[START GIVEN INFORMATION]

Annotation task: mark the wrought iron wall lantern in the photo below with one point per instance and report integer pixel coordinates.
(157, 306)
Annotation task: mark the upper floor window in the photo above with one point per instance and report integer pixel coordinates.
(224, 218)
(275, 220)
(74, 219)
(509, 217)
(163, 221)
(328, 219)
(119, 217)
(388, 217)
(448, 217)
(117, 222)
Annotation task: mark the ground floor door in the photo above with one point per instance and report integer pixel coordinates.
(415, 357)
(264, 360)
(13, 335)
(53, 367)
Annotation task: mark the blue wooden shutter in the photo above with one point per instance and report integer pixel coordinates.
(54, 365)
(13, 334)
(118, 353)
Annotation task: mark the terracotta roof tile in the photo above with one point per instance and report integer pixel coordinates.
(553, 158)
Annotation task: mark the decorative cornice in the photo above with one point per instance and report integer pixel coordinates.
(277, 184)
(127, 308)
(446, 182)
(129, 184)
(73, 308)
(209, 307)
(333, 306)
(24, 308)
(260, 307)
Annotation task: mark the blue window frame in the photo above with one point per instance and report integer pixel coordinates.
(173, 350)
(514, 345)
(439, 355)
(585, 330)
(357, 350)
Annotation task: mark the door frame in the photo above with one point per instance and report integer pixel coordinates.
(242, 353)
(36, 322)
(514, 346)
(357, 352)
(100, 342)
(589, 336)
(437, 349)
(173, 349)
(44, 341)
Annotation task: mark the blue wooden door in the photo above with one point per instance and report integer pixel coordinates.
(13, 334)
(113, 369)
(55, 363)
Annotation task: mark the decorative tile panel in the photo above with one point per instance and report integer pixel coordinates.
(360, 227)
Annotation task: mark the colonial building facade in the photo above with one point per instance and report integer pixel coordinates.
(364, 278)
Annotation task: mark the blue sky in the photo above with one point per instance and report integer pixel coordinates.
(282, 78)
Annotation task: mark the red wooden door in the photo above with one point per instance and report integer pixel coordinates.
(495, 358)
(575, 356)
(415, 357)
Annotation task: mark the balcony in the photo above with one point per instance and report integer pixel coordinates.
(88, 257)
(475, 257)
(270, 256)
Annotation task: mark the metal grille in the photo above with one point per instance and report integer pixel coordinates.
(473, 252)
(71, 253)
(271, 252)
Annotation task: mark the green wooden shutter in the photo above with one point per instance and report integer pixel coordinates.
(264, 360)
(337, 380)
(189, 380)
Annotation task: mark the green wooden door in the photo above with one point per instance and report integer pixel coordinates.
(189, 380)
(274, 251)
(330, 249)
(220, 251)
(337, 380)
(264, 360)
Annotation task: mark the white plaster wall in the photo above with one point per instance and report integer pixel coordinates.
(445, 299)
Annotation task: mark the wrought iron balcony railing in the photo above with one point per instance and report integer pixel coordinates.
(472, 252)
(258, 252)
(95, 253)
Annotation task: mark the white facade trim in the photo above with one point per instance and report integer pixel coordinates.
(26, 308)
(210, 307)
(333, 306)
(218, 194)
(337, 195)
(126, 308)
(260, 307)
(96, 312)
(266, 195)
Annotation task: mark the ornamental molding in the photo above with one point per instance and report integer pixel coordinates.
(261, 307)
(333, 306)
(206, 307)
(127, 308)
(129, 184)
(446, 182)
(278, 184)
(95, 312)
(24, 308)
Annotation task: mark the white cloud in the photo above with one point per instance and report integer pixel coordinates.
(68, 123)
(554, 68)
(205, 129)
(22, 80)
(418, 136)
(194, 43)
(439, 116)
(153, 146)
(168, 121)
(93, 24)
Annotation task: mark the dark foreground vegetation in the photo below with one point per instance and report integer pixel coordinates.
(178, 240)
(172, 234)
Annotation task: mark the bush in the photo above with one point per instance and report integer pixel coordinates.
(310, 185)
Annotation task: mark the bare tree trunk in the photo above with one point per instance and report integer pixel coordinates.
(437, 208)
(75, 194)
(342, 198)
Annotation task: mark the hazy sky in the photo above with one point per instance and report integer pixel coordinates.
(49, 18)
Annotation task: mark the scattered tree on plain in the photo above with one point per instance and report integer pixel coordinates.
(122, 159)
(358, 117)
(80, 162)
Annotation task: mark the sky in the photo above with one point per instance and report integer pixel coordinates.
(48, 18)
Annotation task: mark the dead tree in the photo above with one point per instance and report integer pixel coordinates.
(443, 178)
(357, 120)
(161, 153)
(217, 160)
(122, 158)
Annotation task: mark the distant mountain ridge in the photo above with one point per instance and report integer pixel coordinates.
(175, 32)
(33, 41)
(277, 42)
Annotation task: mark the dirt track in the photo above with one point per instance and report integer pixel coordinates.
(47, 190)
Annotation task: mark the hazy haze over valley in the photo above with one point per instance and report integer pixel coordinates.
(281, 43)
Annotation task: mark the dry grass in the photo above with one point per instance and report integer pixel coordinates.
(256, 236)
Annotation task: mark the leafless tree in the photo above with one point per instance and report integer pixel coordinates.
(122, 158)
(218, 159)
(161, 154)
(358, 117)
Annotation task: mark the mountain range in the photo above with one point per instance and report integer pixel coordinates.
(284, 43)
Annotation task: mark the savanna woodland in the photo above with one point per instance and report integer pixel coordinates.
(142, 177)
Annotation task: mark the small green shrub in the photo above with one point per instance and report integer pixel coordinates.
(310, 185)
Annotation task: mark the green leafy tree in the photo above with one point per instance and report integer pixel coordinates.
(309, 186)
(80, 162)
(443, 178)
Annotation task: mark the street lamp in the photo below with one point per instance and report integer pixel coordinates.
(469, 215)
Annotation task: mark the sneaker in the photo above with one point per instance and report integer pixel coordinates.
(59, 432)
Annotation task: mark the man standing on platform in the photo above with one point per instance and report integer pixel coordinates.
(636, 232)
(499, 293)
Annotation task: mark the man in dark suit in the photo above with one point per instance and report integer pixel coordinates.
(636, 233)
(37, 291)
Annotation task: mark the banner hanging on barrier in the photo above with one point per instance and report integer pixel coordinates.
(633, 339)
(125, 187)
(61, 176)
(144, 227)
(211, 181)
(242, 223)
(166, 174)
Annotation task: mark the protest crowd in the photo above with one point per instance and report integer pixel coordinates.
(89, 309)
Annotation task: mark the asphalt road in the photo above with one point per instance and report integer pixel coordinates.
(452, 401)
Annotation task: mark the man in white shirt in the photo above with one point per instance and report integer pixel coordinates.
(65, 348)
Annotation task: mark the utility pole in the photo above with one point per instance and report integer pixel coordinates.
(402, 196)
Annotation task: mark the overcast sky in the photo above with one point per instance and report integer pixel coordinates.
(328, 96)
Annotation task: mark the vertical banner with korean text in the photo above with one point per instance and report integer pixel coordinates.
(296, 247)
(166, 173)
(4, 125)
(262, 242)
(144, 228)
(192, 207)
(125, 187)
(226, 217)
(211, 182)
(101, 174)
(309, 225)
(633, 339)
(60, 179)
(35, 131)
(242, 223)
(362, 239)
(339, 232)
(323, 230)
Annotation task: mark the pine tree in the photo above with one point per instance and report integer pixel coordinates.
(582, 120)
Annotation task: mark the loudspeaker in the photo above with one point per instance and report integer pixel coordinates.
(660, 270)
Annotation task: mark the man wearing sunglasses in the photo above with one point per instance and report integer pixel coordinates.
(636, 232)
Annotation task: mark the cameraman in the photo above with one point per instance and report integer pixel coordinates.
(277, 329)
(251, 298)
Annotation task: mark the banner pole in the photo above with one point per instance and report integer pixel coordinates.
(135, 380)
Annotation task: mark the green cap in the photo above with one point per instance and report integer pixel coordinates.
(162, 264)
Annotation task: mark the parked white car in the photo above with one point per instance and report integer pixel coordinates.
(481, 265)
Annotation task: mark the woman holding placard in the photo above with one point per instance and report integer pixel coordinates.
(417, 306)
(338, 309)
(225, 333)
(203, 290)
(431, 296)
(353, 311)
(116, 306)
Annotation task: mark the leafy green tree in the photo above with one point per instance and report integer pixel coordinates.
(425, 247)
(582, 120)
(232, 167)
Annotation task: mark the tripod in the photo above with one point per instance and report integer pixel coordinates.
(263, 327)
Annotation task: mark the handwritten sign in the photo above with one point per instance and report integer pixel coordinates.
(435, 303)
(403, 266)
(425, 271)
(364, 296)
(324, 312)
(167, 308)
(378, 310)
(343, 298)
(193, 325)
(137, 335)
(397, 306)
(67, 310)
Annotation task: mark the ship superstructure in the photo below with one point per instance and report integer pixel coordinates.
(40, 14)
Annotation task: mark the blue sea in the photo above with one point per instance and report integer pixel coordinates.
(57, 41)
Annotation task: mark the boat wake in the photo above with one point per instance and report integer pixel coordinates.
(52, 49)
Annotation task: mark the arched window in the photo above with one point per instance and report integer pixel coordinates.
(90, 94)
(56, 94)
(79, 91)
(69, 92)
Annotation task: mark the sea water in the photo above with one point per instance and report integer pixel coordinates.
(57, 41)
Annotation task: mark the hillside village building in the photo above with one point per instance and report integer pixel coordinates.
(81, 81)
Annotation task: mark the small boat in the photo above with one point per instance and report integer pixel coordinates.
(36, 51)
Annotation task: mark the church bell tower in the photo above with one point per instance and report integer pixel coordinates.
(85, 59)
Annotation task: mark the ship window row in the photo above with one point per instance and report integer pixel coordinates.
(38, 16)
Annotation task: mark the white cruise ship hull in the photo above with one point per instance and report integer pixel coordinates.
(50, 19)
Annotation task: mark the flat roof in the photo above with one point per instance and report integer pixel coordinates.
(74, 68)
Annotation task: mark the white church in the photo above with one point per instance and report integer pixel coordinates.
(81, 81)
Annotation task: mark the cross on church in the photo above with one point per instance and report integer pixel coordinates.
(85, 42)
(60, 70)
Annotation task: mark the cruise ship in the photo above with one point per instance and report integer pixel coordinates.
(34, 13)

[END GIVEN INFORMATION]

EXERCISE INSTRUCTIONS:
Reproduce only those lines of the entries above that run from the line with "Annotation task: mark the flat" to the final line.

WRITTEN ANSWER:
Annotation task: mark the flat roof in the photo above with one point per instance and report integer pixel coordinates.
(74, 68)
Annotation task: mark the white church in the photo above with one point per instance and report integer pixel coordinates.
(81, 81)
Annotation task: mark the cross on church in the photo above with one point per instance and report integer pixel coordinates.
(85, 42)
(60, 70)
Annotation task: mark the cruise ship in the photo above with one point per instance and report integer pixel coordinates.
(34, 13)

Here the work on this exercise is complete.